──────── DOCUMENT PASSAGE

I look at everything going on in the wider political sphere, specifically Brexit-related, and I can’t help but wonder whether keeping the status quo right now, especially from a regulatory point of view, isn’t the right way forward.

Jackie Bennett of UK Finance expressed a similar view recently, suggesting the trade body had ‘pushed back’ against the FCA’s Mortgages Market Study Interim Report.

She questioned whether some of the measures proposed in that much-maligned document should ever see the light of day.

This is a market which, despite it not being firing on all cylinders in all areas, is doing pretty well across the board.

Indeed, this is a market that has been subject to a constant barrage of intervention in the past decade.

And, while the FCA might think it is coming from ‘a good place’ in terms of future intervention, given what could be coming over the horizon, we might all wish for a period of stability.

At least until we get a clearer view of what life might be like for all of us post-29th March next year.

 

Steady as she goes

 

No one is suggesting the mortgage market is perfect, however, as the interim report itself pointed out, in the vast majority of cases it works perfectly well for the vast majority of customers.

Indeed, the entire mortgage market might want a little certainty that it can go about its business unhindered and unencumbered, at least for the short-term.

Staging an intervention on the mortgage market right now, without knowing how the UK economy might react to any Brexit deal (or no deal) seems to be putting the cart before the horse.

The direction of travel in that respect is clearly unknown as yet and, even if it is just for six to 12 months one can’t help feeling that we will all be better off knowing exactly what we’re dealing with during that period.

On other matters we can’t be so certain, and therefore we might all benefit from the mortgage market being left alone for a period.

Come next year we might all be thankful of such restraint.

────────────────
──────── PROVIDED MATERIAL

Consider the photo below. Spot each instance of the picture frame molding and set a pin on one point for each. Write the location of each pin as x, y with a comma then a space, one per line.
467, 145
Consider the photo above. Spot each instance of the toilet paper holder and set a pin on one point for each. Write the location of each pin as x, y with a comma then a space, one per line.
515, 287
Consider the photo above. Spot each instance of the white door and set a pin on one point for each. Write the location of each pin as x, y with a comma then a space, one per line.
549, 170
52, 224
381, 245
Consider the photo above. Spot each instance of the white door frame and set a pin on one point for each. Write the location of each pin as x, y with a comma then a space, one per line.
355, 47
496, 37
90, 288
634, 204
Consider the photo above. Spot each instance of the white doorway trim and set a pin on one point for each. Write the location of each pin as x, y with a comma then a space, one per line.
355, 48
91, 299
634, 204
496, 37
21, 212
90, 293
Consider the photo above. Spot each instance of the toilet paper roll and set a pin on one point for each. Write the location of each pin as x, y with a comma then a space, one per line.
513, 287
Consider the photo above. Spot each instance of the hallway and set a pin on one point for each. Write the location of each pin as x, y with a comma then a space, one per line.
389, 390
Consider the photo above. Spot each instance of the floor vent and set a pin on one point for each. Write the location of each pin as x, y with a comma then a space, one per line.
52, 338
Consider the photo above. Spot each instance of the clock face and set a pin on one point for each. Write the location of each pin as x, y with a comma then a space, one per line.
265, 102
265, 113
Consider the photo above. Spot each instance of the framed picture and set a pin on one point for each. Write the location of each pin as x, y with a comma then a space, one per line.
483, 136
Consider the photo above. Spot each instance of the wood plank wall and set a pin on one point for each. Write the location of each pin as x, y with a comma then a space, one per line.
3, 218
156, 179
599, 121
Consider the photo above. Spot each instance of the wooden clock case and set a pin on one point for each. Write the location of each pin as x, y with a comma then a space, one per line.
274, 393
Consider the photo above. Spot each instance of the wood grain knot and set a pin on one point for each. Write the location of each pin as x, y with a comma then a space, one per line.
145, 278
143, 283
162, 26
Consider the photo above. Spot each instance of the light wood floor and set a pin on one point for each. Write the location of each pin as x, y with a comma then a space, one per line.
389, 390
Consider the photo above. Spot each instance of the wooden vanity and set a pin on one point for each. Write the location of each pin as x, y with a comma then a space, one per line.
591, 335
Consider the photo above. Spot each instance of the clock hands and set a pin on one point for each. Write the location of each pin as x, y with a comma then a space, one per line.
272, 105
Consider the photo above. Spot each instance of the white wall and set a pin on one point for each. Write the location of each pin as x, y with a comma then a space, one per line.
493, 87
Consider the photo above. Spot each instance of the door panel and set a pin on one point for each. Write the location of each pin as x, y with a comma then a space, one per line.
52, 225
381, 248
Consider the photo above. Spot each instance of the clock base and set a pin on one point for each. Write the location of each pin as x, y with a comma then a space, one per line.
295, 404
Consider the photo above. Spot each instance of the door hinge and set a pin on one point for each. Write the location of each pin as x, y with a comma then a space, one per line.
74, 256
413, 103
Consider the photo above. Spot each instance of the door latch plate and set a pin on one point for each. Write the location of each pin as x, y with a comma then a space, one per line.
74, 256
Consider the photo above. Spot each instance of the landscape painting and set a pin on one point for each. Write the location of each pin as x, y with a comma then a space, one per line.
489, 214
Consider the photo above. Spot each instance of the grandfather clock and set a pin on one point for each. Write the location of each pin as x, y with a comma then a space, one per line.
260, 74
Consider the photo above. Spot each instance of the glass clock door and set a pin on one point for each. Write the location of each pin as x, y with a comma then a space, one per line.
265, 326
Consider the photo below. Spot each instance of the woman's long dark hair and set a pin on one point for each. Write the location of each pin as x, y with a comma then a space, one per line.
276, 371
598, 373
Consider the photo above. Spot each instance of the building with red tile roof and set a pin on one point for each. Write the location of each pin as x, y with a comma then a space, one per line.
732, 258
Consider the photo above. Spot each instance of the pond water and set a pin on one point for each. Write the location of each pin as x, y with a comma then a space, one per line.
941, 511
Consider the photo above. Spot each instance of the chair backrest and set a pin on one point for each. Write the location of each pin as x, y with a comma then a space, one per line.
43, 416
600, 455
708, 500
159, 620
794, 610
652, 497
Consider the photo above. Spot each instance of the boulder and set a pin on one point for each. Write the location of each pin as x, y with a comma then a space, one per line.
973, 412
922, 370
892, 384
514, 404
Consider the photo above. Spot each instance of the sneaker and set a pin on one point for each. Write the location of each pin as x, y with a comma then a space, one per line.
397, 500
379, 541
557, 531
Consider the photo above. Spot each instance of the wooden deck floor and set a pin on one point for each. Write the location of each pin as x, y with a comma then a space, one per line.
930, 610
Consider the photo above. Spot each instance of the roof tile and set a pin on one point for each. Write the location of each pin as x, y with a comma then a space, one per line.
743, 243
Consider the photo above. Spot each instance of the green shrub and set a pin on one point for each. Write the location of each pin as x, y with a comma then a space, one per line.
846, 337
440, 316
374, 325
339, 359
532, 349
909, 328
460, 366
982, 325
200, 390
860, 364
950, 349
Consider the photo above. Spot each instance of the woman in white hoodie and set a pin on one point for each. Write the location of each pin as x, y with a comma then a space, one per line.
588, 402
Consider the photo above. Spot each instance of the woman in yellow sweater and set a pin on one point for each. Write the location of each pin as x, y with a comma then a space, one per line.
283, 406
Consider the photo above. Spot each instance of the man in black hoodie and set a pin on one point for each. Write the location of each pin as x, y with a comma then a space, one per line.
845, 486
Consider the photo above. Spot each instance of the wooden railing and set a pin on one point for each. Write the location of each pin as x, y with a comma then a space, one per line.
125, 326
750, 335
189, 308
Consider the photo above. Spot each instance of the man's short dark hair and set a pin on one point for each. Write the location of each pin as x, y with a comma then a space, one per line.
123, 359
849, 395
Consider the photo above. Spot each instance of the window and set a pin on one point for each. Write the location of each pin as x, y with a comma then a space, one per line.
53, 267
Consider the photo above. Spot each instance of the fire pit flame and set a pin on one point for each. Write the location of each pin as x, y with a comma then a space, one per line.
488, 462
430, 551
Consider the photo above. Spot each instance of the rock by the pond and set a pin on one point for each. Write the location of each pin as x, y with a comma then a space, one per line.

────────────────

INSTRUCTION A:
In the mortgage regulation passage, rewrite in one shorter sentence the paragraph beginning "No one is suggesting the mortgage market is perfect", keeping its main facts.
INSTRUCTION B:
List every time reference in the mortgage regulation passage that states either a specific length of time or a date.
INSTRUCTION C:
Answer these questions from the mortgage regulation passage.
(i) Which trade body does Jackie Bennett belong to?
(ii) What does the author say staging an intervention right now seems to be?
(iii) For how long does the author suggest it would help to know exactly what we're dealing with?

TASK OUTPUT A:
Though the mortgage market is not perfect, the interim report noted that it works perfectly well for the vast majority of customers in the vast majority of cases.

TASK OUTPUT B:
- the past decade
- 29th March next year
- six to 12 months
- next year

TASK OUTPUT C:
(i) UK Finance.
(ii) Putting the cart before the horse.
(iii) Six to 12 months.